> [The task]: Please give again, word for word, the line that contains "written like (565,12)." and every line after it to the end of the data, with no other lines.

Referring expression pointing data
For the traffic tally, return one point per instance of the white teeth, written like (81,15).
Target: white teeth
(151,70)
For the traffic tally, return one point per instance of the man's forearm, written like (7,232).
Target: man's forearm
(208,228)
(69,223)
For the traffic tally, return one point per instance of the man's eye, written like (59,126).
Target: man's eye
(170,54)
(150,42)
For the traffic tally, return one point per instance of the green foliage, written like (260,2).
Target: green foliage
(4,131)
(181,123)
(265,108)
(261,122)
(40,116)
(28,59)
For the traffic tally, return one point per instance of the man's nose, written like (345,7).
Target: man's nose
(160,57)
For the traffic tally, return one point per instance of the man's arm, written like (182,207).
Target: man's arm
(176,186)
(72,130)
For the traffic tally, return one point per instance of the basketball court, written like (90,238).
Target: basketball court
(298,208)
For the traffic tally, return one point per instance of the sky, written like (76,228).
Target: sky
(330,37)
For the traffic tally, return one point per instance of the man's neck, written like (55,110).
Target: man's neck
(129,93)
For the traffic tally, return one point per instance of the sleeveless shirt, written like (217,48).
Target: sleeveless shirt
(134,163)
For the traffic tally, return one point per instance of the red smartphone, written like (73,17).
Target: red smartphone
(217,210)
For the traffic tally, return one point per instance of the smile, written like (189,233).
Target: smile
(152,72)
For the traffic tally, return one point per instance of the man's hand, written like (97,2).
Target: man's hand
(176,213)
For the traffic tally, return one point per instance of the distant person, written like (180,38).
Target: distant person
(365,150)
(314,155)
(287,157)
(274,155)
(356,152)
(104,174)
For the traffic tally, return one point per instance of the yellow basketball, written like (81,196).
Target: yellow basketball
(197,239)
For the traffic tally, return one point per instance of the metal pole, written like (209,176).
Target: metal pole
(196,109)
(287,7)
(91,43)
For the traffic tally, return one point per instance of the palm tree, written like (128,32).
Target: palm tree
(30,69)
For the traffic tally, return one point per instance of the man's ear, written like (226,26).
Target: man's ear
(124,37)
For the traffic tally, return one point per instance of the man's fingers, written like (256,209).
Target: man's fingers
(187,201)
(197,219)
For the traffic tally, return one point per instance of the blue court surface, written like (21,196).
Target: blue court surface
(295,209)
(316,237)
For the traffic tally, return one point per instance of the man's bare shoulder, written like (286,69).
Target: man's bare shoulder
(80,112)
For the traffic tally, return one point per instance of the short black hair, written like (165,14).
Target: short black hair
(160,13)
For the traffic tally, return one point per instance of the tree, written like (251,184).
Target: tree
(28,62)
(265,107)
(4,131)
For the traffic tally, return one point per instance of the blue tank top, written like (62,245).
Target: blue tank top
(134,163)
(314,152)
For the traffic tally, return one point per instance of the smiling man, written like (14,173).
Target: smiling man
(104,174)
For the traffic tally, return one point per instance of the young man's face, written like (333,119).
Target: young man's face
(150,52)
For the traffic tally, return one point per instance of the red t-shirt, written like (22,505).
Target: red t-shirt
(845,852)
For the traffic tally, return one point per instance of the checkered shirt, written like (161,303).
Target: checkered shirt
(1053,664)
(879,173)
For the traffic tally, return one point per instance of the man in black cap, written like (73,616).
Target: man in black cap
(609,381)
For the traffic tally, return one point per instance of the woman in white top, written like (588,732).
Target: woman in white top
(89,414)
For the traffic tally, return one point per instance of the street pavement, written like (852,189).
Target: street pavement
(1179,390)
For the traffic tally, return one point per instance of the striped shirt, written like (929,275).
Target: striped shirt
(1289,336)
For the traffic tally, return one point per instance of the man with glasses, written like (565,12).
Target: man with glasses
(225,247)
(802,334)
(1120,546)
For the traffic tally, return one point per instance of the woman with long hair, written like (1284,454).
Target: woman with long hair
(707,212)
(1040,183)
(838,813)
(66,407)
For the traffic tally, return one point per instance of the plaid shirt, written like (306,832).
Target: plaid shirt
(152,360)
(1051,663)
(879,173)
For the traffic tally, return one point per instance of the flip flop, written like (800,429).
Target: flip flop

> [Expected output]:
For the traffic tally, return one point per instance of the man with glasses, written like (565,12).
Target: man with glasses
(225,247)
(802,334)
(1120,546)
For the traffic tally, return one point per instance of the woman with long hair, written like (1284,454).
Target: woman with long hair
(707,212)
(1040,183)
(838,813)
(66,407)
For the traffic tally, return one point per instance of the plaid shirt, written like (306,832).
Target: plaid shirt
(152,360)
(1051,663)
(879,173)
For the traffic tally, return one point per instance of the flip flop, written like (800,429).
Target: flip flop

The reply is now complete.